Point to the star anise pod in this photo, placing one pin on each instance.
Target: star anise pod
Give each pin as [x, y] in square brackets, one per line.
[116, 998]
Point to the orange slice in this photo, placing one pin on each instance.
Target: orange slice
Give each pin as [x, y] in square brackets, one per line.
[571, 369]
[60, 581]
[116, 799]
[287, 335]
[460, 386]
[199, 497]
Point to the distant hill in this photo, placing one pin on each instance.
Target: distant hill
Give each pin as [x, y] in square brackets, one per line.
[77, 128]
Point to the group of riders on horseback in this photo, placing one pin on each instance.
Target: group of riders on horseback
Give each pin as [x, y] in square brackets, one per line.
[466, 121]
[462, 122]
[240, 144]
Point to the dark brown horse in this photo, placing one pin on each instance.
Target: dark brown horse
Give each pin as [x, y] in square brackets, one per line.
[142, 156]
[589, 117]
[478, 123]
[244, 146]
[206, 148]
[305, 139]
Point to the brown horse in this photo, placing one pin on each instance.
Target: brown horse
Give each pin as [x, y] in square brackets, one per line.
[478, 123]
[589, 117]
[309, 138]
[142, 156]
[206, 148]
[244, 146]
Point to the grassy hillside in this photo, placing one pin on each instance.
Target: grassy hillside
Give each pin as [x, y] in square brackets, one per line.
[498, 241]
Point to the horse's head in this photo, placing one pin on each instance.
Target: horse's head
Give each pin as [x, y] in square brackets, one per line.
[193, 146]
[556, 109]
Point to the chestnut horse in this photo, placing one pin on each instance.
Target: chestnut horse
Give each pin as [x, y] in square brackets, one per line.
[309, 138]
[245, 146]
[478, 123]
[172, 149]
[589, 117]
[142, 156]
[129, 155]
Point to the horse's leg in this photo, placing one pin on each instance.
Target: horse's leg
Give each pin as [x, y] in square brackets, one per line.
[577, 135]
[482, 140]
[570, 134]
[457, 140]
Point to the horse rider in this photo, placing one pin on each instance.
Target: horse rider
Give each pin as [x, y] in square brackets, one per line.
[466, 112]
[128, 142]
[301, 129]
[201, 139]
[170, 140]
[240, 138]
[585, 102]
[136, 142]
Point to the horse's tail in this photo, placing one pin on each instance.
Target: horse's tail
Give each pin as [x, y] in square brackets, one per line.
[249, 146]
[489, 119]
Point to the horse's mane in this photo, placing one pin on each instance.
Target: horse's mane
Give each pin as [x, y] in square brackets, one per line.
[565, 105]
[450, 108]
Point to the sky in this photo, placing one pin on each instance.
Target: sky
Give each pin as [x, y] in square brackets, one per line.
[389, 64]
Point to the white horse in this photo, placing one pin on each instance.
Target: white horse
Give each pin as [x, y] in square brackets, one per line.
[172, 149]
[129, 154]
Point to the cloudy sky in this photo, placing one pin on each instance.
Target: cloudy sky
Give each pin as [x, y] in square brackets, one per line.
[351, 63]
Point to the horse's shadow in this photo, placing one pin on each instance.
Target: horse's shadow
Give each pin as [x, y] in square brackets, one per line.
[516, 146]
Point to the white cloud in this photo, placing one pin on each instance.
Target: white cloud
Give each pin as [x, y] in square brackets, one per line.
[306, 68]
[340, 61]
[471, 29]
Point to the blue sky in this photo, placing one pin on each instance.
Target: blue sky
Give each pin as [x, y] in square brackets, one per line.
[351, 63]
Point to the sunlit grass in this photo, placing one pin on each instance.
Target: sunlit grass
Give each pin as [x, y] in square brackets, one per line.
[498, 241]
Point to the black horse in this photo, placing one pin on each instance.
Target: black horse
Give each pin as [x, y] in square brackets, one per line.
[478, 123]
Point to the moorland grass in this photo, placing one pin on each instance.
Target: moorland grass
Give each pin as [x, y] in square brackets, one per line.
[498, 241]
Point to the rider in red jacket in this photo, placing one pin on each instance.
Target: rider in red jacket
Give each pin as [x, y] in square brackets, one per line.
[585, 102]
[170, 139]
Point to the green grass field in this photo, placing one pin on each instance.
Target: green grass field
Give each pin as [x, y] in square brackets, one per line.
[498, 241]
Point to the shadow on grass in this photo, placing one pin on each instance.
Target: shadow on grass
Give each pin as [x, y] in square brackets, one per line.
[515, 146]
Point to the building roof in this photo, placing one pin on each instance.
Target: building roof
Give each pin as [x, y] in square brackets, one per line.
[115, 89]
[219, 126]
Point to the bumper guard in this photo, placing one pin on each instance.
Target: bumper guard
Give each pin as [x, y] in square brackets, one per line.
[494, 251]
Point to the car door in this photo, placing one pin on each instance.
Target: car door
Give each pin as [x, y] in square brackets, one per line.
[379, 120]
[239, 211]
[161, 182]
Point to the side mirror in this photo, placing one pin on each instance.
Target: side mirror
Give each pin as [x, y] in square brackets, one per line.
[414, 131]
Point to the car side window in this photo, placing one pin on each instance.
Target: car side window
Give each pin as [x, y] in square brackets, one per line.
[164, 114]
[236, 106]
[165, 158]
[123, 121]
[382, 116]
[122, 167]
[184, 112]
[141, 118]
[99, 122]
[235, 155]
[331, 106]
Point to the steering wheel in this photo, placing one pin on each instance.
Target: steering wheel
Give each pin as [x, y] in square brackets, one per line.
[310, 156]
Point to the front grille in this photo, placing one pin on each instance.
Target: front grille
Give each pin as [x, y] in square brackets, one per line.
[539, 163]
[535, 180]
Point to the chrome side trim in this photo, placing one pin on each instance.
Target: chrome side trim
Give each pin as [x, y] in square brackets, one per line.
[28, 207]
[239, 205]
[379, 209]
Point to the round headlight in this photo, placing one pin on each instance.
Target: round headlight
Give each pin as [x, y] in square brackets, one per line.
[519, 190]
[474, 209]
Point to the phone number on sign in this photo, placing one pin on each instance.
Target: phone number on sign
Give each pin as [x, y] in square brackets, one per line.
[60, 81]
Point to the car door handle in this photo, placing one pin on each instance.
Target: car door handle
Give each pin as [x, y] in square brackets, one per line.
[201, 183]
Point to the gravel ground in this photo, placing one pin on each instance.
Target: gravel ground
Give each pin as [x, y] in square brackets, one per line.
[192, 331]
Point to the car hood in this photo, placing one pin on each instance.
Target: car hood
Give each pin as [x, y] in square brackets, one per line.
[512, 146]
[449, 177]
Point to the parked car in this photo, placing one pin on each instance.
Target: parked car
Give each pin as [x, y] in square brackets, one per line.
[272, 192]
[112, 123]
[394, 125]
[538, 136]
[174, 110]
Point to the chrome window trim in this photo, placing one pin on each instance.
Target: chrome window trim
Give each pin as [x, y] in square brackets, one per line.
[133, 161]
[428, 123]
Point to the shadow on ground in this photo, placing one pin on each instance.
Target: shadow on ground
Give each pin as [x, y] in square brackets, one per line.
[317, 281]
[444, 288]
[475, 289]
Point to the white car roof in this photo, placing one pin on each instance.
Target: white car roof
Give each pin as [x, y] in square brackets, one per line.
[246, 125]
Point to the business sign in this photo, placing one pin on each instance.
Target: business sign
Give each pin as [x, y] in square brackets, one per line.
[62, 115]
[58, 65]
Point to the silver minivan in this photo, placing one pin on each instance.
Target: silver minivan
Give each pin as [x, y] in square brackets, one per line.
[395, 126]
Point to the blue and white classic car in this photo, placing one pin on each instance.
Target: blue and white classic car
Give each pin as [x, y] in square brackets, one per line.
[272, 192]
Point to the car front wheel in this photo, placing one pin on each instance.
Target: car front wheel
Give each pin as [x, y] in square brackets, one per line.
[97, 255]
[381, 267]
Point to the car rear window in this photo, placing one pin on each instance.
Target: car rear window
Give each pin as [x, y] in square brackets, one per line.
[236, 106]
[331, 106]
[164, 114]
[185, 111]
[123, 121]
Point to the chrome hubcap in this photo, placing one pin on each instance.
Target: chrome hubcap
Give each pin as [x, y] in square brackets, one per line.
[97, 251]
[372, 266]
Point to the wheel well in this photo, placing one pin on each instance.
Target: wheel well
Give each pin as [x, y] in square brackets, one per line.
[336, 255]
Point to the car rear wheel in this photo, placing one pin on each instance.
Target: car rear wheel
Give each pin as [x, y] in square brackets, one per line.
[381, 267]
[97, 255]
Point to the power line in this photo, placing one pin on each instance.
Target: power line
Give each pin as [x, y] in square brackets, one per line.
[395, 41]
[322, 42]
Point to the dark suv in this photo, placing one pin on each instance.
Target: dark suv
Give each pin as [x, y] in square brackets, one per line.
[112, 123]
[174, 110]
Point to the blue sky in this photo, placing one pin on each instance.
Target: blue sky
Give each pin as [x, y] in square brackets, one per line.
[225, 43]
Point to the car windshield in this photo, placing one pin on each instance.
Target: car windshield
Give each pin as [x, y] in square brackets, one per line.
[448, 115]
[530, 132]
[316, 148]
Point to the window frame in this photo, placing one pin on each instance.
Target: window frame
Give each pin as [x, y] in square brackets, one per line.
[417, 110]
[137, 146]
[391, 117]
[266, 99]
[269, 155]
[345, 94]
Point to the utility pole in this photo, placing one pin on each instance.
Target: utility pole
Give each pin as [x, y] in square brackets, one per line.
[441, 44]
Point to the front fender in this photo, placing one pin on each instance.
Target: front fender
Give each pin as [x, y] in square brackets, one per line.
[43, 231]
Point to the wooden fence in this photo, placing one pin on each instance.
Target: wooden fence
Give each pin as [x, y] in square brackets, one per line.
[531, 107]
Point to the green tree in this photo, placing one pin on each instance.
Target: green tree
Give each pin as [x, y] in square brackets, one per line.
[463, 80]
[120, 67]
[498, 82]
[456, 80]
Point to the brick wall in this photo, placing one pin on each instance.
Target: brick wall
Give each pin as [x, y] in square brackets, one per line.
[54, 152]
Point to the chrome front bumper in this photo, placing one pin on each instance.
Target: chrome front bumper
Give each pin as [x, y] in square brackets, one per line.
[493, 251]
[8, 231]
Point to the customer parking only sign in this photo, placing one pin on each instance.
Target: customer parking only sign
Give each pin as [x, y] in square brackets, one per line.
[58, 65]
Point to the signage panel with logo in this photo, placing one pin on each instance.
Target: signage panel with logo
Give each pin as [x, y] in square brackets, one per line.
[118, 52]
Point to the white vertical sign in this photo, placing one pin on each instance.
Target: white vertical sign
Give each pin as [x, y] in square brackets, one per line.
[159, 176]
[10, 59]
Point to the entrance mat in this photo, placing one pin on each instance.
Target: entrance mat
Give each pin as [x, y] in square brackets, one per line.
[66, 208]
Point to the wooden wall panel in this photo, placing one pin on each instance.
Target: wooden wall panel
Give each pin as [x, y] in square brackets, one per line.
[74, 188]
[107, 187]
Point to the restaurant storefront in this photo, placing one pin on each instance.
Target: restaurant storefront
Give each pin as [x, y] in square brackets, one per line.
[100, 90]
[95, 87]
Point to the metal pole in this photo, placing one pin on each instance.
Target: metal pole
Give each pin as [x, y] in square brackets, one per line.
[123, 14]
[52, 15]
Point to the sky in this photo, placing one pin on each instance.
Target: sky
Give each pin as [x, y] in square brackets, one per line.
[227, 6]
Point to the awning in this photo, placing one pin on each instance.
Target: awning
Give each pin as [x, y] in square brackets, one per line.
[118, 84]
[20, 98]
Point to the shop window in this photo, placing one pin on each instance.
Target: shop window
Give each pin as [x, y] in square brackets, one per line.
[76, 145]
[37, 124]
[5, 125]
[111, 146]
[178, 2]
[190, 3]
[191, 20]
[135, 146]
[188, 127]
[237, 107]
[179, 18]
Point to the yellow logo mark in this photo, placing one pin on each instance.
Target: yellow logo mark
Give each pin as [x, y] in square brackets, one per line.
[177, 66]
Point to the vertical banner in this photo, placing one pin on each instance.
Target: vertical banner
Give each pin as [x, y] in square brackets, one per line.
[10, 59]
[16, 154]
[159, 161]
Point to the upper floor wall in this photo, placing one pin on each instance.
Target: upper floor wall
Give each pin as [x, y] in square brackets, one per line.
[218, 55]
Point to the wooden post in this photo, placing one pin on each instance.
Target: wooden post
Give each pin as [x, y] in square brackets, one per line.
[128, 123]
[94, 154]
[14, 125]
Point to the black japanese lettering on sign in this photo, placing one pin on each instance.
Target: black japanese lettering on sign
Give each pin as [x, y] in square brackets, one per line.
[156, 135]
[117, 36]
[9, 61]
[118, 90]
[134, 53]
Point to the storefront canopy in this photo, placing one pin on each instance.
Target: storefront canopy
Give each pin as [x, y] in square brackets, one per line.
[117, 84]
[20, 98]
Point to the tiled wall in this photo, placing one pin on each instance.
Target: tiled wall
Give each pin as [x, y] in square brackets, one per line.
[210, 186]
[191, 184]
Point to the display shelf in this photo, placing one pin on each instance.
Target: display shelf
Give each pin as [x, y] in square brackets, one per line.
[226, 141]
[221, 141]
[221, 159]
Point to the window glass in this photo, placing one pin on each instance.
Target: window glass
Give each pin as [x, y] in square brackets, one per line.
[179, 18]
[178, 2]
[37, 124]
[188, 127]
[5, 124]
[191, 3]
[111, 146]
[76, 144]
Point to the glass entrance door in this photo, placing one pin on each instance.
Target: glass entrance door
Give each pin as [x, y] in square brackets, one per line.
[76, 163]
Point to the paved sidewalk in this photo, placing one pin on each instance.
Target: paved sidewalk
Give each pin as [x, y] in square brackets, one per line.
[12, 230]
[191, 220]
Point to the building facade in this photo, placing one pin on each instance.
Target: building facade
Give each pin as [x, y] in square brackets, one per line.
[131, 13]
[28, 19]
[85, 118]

========================================

Your goal: Repeat, with no changes, each line from the one with "Point to the tiled" to the end of the listing, including both ends and nothing else.

Solution:
Point to the tiled wall in this photo, placing one pin on each instance.
Target: tiled wall
Give each pin as [x, y] in square brackets, one per line.
[210, 186]
[191, 184]
Point to the display shelf in this photo, placing one pin on each instance.
Target: display shelf
Give each pin as [x, y] in square brackets, one per line.
[226, 141]
[221, 141]
[221, 159]
Point to the window glass in this photo, placing one pin on each instance.
Target: window glass
Give each pin as [x, y] in square brackets, one per line.
[179, 18]
[178, 2]
[37, 124]
[188, 127]
[5, 124]
[191, 3]
[111, 146]
[76, 144]
Point to the glass entrance door in this photo, placing one pin on each instance.
Target: glass entrance door
Give each pin as [x, y] in square brackets, one per line.
[76, 163]
Point to the paved sidewalk in this photo, placing one pin on each instance.
Target: paved sidewalk
Give each pin as [x, y] in square brackets, one per line.
[12, 230]
[191, 220]
Point to the building facade in this photo, placing one pin on each instance.
Target: building facade
Give each pin as [x, y] in square brackets, one per line.
[131, 13]
[28, 19]
[85, 118]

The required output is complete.